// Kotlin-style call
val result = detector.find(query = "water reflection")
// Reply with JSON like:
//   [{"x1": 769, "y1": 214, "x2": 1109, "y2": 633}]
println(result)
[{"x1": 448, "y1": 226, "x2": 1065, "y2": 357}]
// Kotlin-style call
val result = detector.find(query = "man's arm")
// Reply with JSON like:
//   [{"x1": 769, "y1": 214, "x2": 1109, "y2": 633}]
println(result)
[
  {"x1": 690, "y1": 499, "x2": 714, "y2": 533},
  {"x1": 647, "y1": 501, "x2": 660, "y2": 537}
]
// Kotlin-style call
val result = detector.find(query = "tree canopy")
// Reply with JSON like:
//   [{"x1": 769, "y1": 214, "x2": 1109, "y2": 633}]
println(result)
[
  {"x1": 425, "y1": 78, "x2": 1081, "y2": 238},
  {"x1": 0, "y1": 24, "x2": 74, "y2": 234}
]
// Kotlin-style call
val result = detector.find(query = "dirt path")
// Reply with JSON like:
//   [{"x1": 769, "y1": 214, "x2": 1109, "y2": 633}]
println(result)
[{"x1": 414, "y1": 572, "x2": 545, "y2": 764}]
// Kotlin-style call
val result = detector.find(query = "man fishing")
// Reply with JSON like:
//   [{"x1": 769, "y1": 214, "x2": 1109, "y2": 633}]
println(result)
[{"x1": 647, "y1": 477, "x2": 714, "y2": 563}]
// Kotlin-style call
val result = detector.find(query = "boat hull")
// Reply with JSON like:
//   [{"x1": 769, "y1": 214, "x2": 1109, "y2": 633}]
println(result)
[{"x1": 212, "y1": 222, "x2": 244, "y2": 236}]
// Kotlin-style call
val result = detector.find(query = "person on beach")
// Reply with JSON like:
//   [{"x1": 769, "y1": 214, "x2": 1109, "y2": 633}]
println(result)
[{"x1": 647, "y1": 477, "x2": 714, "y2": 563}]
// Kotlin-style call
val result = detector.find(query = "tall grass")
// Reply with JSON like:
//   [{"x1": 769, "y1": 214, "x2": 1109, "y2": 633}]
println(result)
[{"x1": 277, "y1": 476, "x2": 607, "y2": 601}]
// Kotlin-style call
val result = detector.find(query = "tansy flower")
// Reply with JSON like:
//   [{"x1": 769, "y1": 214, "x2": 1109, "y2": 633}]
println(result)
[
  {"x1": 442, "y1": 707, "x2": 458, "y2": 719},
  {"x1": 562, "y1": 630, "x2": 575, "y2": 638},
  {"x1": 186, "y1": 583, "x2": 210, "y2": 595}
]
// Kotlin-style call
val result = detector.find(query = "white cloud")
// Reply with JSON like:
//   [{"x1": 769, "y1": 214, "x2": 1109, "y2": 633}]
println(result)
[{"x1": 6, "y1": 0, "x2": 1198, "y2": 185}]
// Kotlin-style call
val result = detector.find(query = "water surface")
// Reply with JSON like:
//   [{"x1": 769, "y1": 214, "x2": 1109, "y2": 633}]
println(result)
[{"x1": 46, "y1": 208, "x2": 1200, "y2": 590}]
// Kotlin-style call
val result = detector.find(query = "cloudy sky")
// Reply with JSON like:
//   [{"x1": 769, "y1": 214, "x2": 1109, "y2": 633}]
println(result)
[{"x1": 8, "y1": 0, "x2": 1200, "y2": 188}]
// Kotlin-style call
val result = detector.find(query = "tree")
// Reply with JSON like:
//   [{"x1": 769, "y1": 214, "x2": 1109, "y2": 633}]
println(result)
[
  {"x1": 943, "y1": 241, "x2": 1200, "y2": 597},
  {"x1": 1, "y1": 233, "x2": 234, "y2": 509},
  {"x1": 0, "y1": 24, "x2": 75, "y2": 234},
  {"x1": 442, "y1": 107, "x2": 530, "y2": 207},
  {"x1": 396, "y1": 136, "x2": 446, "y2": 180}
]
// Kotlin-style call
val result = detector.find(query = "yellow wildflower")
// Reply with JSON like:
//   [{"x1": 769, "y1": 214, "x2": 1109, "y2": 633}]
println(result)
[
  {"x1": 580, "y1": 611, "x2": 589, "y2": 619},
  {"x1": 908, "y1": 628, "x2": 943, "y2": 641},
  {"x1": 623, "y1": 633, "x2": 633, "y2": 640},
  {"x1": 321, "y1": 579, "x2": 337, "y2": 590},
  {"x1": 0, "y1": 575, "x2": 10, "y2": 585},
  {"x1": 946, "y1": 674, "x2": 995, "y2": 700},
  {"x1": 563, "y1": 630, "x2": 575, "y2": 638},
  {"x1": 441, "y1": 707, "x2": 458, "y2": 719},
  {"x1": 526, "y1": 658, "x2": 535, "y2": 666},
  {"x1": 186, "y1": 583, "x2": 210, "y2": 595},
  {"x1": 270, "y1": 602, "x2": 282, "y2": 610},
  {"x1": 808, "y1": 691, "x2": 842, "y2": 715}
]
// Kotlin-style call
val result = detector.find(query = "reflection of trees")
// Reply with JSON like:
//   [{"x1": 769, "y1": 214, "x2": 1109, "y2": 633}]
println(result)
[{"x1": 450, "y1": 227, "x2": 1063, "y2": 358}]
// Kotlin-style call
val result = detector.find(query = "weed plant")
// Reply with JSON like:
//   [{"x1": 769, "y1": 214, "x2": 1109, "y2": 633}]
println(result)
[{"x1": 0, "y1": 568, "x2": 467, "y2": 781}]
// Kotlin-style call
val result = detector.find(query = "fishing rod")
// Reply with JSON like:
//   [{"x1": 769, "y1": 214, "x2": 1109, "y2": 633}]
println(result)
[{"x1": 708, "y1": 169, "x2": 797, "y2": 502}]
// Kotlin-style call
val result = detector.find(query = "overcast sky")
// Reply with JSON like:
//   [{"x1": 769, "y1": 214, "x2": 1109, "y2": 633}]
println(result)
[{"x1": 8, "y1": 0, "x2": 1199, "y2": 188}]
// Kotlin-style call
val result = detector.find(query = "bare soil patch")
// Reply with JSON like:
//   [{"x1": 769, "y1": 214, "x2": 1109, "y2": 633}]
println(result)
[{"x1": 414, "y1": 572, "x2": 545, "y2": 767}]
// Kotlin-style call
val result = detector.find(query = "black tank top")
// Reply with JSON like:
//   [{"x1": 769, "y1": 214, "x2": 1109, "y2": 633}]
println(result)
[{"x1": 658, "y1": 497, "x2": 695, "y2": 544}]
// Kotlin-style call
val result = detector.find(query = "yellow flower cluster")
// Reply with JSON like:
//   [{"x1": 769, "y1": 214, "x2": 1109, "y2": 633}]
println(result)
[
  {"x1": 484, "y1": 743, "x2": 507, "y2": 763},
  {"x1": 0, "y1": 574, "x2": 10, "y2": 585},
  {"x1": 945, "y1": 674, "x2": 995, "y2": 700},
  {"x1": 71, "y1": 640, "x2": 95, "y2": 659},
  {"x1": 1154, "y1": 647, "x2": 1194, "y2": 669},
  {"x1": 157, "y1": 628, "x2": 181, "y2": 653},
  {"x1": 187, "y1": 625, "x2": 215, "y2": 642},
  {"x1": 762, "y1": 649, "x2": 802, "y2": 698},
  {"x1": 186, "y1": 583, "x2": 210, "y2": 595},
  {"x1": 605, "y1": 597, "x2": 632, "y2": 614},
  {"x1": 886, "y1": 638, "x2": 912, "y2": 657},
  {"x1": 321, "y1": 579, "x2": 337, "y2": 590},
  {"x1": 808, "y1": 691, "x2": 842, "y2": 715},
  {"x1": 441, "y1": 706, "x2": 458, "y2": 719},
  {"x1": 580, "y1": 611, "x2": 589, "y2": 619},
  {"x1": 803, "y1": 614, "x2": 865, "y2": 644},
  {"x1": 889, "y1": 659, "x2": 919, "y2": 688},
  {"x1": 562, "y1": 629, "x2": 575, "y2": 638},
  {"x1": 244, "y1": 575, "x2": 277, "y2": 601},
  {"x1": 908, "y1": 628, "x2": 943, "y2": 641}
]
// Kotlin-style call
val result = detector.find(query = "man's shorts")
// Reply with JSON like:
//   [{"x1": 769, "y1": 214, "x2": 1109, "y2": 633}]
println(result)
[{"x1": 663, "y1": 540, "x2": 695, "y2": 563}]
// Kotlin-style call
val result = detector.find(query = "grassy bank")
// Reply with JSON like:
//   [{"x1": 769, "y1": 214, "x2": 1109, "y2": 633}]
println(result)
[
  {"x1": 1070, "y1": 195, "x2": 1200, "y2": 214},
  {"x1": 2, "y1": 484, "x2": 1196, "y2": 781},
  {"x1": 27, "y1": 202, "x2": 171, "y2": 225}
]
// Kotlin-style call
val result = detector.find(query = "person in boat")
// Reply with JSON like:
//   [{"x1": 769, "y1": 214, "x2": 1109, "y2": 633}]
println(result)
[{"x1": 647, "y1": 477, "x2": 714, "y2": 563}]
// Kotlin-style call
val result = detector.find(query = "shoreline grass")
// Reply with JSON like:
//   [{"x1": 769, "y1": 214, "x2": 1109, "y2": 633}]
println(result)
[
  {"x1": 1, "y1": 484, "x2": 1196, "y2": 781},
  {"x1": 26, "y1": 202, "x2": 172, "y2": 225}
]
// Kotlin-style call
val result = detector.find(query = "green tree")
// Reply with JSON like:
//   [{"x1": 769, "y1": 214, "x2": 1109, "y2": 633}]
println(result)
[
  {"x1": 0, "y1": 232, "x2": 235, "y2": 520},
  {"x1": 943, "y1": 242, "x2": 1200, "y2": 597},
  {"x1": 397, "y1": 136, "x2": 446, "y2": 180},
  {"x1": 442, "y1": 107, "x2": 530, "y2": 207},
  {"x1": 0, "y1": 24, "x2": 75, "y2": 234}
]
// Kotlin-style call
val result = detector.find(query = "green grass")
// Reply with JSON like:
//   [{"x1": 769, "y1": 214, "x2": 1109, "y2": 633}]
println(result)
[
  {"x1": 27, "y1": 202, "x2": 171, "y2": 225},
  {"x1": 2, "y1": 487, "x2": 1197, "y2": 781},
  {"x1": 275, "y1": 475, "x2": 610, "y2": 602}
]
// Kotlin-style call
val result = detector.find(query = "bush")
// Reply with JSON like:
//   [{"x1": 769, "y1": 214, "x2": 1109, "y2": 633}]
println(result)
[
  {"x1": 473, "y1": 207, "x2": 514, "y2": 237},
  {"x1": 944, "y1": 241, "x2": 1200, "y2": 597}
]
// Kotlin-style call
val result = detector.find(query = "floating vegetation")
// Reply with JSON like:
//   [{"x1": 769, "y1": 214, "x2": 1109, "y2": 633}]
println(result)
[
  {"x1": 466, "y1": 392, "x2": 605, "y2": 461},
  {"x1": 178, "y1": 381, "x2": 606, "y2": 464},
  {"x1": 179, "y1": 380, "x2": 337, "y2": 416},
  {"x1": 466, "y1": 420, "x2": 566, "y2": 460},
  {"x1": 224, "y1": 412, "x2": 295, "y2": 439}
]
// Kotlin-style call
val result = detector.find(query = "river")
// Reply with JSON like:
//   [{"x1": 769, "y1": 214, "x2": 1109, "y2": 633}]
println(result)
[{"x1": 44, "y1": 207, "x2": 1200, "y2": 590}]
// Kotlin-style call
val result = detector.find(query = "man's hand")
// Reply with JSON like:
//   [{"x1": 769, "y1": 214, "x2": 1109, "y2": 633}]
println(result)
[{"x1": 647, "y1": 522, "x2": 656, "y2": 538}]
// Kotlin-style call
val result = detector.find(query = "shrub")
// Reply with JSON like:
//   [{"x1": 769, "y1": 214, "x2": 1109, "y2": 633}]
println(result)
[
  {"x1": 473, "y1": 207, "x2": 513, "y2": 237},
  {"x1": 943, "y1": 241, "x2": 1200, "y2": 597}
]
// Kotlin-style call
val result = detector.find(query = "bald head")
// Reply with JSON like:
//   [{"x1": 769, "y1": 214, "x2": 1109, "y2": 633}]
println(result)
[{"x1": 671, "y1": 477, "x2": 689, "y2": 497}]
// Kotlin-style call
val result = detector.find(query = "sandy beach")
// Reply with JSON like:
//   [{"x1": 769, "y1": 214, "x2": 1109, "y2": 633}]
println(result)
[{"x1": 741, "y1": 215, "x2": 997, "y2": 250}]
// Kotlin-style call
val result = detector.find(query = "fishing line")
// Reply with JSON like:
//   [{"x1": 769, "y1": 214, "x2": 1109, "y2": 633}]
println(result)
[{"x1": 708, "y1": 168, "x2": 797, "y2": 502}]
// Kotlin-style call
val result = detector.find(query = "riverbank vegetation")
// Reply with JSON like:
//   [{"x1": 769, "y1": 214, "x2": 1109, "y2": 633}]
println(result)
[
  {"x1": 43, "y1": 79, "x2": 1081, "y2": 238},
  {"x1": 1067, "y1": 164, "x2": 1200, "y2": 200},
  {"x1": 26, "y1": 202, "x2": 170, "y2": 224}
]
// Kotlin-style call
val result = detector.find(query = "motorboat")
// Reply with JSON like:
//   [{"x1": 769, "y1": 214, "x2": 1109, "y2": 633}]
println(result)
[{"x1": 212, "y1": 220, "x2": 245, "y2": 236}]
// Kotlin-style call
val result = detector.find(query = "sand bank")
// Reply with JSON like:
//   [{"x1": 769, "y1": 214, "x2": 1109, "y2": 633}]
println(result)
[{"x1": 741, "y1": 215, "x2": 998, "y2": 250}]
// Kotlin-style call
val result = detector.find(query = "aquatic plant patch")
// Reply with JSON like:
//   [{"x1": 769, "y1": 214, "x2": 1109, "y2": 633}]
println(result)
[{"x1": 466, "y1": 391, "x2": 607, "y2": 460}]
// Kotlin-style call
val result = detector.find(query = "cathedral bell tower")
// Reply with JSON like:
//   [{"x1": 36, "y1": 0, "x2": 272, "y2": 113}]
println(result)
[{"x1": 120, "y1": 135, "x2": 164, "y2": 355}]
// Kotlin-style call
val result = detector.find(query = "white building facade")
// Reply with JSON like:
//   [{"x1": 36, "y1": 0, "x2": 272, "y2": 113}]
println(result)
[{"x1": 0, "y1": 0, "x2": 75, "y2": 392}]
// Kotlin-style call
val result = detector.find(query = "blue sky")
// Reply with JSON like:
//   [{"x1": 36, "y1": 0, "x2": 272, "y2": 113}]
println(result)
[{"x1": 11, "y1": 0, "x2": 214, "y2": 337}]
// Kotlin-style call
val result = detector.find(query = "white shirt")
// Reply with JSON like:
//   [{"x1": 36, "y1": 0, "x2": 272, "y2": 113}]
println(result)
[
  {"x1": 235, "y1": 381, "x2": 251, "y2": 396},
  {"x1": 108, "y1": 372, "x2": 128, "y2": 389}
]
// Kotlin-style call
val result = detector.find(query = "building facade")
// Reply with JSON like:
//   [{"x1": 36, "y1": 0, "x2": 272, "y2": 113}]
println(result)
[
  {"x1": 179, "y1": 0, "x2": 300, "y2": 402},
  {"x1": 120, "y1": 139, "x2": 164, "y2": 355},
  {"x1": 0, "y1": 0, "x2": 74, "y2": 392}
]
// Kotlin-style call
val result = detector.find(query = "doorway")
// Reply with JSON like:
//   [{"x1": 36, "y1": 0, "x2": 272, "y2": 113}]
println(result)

__What to produce__: Please count how many lines of the material above include the string "fishing", then give that number alone.

__Solved problem__: 3